Dataset excerpts:
══════
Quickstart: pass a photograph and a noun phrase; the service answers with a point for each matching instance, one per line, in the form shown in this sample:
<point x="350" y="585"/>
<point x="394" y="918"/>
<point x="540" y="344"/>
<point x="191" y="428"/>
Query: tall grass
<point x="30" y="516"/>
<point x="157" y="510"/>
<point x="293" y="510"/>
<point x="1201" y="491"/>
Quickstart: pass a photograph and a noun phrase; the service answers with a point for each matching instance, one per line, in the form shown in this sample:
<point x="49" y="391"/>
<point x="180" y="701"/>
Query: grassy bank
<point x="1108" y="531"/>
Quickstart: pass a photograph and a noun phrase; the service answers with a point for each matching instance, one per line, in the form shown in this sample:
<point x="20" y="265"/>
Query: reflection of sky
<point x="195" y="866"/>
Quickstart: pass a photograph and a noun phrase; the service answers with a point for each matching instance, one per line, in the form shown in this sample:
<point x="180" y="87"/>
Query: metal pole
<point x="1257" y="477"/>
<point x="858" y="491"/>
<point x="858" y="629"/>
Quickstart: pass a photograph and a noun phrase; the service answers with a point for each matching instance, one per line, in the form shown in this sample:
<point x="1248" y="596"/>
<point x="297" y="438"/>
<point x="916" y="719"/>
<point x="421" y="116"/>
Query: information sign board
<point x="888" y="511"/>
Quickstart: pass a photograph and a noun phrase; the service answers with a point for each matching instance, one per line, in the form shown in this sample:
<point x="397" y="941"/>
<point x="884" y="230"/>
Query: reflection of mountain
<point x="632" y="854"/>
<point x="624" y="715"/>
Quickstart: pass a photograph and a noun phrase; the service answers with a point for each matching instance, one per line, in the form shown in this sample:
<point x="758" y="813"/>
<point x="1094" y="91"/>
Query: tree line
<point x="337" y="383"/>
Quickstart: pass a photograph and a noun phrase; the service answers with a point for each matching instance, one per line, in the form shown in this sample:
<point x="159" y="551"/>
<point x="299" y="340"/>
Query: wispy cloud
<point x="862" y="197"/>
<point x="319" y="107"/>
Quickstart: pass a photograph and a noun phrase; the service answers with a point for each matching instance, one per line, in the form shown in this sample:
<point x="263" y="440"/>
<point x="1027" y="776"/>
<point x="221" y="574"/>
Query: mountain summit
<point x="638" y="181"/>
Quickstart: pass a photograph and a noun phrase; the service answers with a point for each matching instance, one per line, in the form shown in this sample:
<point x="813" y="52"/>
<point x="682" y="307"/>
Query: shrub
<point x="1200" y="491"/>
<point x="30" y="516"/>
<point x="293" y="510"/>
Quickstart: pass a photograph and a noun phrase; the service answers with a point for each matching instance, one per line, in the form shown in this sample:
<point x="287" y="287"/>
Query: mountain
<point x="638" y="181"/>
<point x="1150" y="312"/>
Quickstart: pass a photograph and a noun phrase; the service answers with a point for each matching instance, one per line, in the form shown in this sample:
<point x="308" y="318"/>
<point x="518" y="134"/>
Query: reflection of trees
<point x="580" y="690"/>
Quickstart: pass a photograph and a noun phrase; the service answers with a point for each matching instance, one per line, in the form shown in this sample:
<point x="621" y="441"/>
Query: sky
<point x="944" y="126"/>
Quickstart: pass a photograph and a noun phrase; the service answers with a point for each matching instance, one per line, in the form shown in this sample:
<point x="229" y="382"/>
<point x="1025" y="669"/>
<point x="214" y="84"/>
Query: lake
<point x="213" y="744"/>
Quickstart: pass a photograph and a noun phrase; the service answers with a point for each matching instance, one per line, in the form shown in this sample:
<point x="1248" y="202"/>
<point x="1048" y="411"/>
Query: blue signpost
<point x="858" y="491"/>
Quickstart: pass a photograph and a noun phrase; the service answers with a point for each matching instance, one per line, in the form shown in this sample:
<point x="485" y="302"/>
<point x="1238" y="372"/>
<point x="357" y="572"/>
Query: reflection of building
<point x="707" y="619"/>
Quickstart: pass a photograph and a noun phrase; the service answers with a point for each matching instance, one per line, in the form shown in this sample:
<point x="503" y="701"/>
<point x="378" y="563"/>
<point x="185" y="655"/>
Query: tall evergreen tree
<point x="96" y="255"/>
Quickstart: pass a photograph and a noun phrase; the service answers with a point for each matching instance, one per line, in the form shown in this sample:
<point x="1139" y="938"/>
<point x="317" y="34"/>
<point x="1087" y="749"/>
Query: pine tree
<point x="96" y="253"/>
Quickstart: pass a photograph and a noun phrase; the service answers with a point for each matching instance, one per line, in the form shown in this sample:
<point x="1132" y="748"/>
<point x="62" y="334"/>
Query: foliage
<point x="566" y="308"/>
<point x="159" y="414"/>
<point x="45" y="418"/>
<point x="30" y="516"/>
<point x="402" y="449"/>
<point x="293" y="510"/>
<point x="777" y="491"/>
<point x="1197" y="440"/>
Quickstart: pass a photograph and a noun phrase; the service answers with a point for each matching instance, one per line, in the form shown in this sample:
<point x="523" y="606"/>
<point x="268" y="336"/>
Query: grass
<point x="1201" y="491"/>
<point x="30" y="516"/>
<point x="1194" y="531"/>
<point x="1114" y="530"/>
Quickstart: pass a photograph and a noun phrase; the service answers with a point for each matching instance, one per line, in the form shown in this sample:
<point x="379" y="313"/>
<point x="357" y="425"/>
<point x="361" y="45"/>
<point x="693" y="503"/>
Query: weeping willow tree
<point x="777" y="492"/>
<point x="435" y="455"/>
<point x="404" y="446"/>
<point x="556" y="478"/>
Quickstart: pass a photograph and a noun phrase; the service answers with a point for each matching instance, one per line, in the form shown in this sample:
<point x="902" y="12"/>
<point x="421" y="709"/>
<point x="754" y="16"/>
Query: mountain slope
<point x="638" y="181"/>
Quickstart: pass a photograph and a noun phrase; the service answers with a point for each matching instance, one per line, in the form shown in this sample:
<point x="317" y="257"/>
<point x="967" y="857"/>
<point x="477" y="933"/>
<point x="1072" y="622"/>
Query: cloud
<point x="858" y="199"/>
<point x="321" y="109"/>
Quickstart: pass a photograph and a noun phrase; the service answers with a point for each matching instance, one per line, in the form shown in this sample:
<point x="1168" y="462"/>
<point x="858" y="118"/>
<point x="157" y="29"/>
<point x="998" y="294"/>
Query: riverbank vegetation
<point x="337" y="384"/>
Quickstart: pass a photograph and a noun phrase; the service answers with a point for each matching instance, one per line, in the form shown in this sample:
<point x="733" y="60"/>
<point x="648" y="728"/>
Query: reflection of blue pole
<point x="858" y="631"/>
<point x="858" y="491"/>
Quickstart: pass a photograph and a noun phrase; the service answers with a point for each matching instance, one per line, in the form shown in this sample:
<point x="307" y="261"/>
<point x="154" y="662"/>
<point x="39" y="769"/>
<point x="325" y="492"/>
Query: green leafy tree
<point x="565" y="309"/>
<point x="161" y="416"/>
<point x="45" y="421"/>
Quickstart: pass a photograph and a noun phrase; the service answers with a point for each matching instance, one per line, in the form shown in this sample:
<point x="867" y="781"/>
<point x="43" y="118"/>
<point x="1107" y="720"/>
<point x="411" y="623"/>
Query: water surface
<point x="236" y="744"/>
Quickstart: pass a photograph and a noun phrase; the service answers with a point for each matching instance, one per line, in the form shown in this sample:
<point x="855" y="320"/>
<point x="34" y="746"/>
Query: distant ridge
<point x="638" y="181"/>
══════
EXERCISE INSTRUCTIONS: Write out the records again so that each line matches the original exactly.

RESPONSE BOX:
Quickstart: pass a photograph and a noun phrase; the service answers with a point for each matching instance, one per line, in the form shown in this sample:
<point x="350" y="585"/>
<point x="394" y="918"/>
<point x="540" y="344"/>
<point x="191" y="428"/>
Query: tall grass
<point x="30" y="516"/>
<point x="157" y="510"/>
<point x="293" y="510"/>
<point x="1201" y="491"/>
Quickstart: pass a photograph and a noun phrase; the service answers with a point for each matching instance, one per line, in the form shown in this sample:
<point x="49" y="391"/>
<point x="180" y="701"/>
Query: grassy bank
<point x="1108" y="531"/>
Quickstart: pass a photograph and a noun phrase; the service answers with a point for each matching instance, one per line, in the form shown in this sample:
<point x="20" y="265"/>
Query: reflection of sky
<point x="195" y="866"/>
Quickstart: pass a photograph and a noun phrase; the service answers with a point for each matching instance, one per line, in the form shown in this sample:
<point x="180" y="87"/>
Query: metal pole
<point x="1257" y="477"/>
<point x="858" y="491"/>
<point x="858" y="629"/>
Quickstart: pass a photograph and a noun phrase; the service answers with a point for each matching instance, one per line, in the form shown in this sample:
<point x="1248" y="596"/>
<point x="297" y="438"/>
<point x="916" y="719"/>
<point x="421" y="116"/>
Query: information sign board
<point x="888" y="511"/>
Quickstart: pass a photograph and a noun phrase; the service answers with a point for each matching instance, one per line, in the form shown in this sample:
<point x="397" y="941"/>
<point x="884" y="230"/>
Query: reflection of mountain
<point x="632" y="854"/>
<point x="624" y="715"/>
Quickstart: pass a photograph and a noun phrase; the service answers with a point for each matching instance, one per line, in the form shown in this sample:
<point x="758" y="813"/>
<point x="1094" y="91"/>
Query: tree line
<point x="337" y="383"/>
Quickstart: pass a photograph and a noun phrase; the service answers with a point for each matching instance, one per line, in the form shown in this sample:
<point x="159" y="551"/>
<point x="299" y="340"/>
Query: wispy cloud
<point x="862" y="197"/>
<point x="319" y="107"/>
Quickstart: pass a photograph and a noun phrase; the service answers with a point for each matching instance, one per line, in the form shown in this sample:
<point x="263" y="440"/>
<point x="1027" y="776"/>
<point x="221" y="574"/>
Query: mountain summit
<point x="638" y="181"/>
Quickstart: pass a photograph and a noun phrase; the service answers with a point for each matching instance, one per line, in the form shown in this sample:
<point x="813" y="52"/>
<point x="682" y="307"/>
Query: shrub
<point x="1200" y="491"/>
<point x="30" y="516"/>
<point x="293" y="510"/>
Quickstart: pass a photograph and a noun phrase; the service answers with a point for each matching instance, one per line, in the form shown in this sample:
<point x="287" y="287"/>
Query: mountain
<point x="638" y="181"/>
<point x="1150" y="312"/>
Quickstart: pass a photograph and a noun phrase; the service answers with a point for each matching instance, one per line, in the form shown in this sample:
<point x="308" y="318"/>
<point x="518" y="134"/>
Query: reflection of trees
<point x="580" y="690"/>
Quickstart: pass a photograph and a noun phrase; the service answers with a point for each matching instance, one per line, in the form shown in this sample:
<point x="621" y="441"/>
Query: sky
<point x="944" y="126"/>
Quickstart: pass a photograph and a noun phrase; the service answers with a point for each matching instance, one per line, in the form shown in this sample:
<point x="229" y="382"/>
<point x="1025" y="669"/>
<point x="214" y="84"/>
Query: lake
<point x="213" y="744"/>
Quickstart: pass a photograph and a noun phrase; the service answers with a point for each matching instance, one per line, in the form shown in this sample:
<point x="1248" y="202"/>
<point x="1048" y="411"/>
Query: blue signpost
<point x="858" y="491"/>
Quickstart: pass a photograph and a noun phrase; the service answers with a point for each matching instance, one per line, in the form shown in this sample:
<point x="485" y="302"/>
<point x="1238" y="372"/>
<point x="357" y="572"/>
Query: reflection of building
<point x="707" y="619"/>
Quickstart: pass a photograph and a noun phrase; the service answers with a point for each matching instance, one per line, in the form shown in this sample:
<point x="503" y="701"/>
<point x="378" y="563"/>
<point x="185" y="655"/>
Query: tall evergreen tree
<point x="96" y="255"/>
Quickstart: pass a photograph and a noun phrase; the service answers with a point for each matching instance, one per line, in the form shown in this sample:
<point x="1139" y="938"/>
<point x="317" y="34"/>
<point x="1087" y="749"/>
Query: pine tree
<point x="96" y="253"/>
Quickstart: pass a photograph and a noun phrase; the service answers with a point for each matching instance, one per line, in the form shown in this sample:
<point x="1132" y="748"/>
<point x="62" y="334"/>
Query: foliage
<point x="566" y="308"/>
<point x="159" y="414"/>
<point x="45" y="418"/>
<point x="30" y="516"/>
<point x="402" y="449"/>
<point x="293" y="510"/>
<point x="777" y="491"/>
<point x="1197" y="440"/>
Quickstart: pass a photograph and a noun phrase; the service answers with a point for each matching instance, one per line, in the form shown in this sample:
<point x="523" y="606"/>
<point x="268" y="336"/>
Query: grass
<point x="1201" y="491"/>
<point x="30" y="516"/>
<point x="1194" y="531"/>
<point x="1114" y="530"/>
Quickstart: pass a photograph and a noun phrase; the service answers with a point for each matching instance, one per line, in the form shown in this sample:
<point x="379" y="313"/>
<point x="357" y="425"/>
<point x="361" y="45"/>
<point x="693" y="503"/>
Query: weeping willow tree
<point x="777" y="492"/>
<point x="435" y="455"/>
<point x="404" y="446"/>
<point x="556" y="478"/>
Quickstart: pass a photograph and a noun phrase; the service answers with a point for each matching instance, one per line, in the form shown in this sample:
<point x="902" y="12"/>
<point x="421" y="709"/>
<point x="754" y="16"/>
Query: mountain slope
<point x="638" y="181"/>
Quickstart: pass a photograph and a noun phrase; the service answers with a point for each matching instance, one per line, in the form shown in this sample:
<point x="317" y="257"/>
<point x="967" y="857"/>
<point x="477" y="933"/>
<point x="1072" y="622"/>
Query: cloud
<point x="858" y="199"/>
<point x="321" y="109"/>
Quickstart: pass a photograph and a noun phrase; the service answers with a point for each matching instance, one per line, in the form shown in this sample:
<point x="1168" y="462"/>
<point x="858" y="118"/>
<point x="157" y="29"/>
<point x="998" y="294"/>
Query: riverbank vegetation
<point x="337" y="384"/>
Quickstart: pass a photograph and a noun phrase; the service answers with a point for each matching instance, one per line, in the form shown in this sample:
<point x="733" y="60"/>
<point x="648" y="728"/>
Query: reflection of blue pole
<point x="858" y="631"/>
<point x="858" y="491"/>
Quickstart: pass a photograph and a noun phrase; the service answers with a point for each matching instance, one per line, in the form shown in this sample:
<point x="307" y="261"/>
<point x="154" y="662"/>
<point x="39" y="769"/>
<point x="325" y="492"/>
Query: green leafy tree
<point x="565" y="309"/>
<point x="161" y="416"/>
<point x="45" y="421"/>
Quickstart: pass a photograph and a noun phrase; the service answers with a point for each matching instance, one per line, in the form shown in this sample:
<point x="867" y="781"/>
<point x="43" y="118"/>
<point x="1107" y="720"/>
<point x="411" y="623"/>
Query: water surface
<point x="236" y="744"/>
Quickstart: pass a photograph and a noun phrase; the service answers with a point for each matching instance, one per line, in the form shown in this sample:
<point x="855" y="320"/>
<point x="34" y="746"/>
Query: distant ridge
<point x="638" y="181"/>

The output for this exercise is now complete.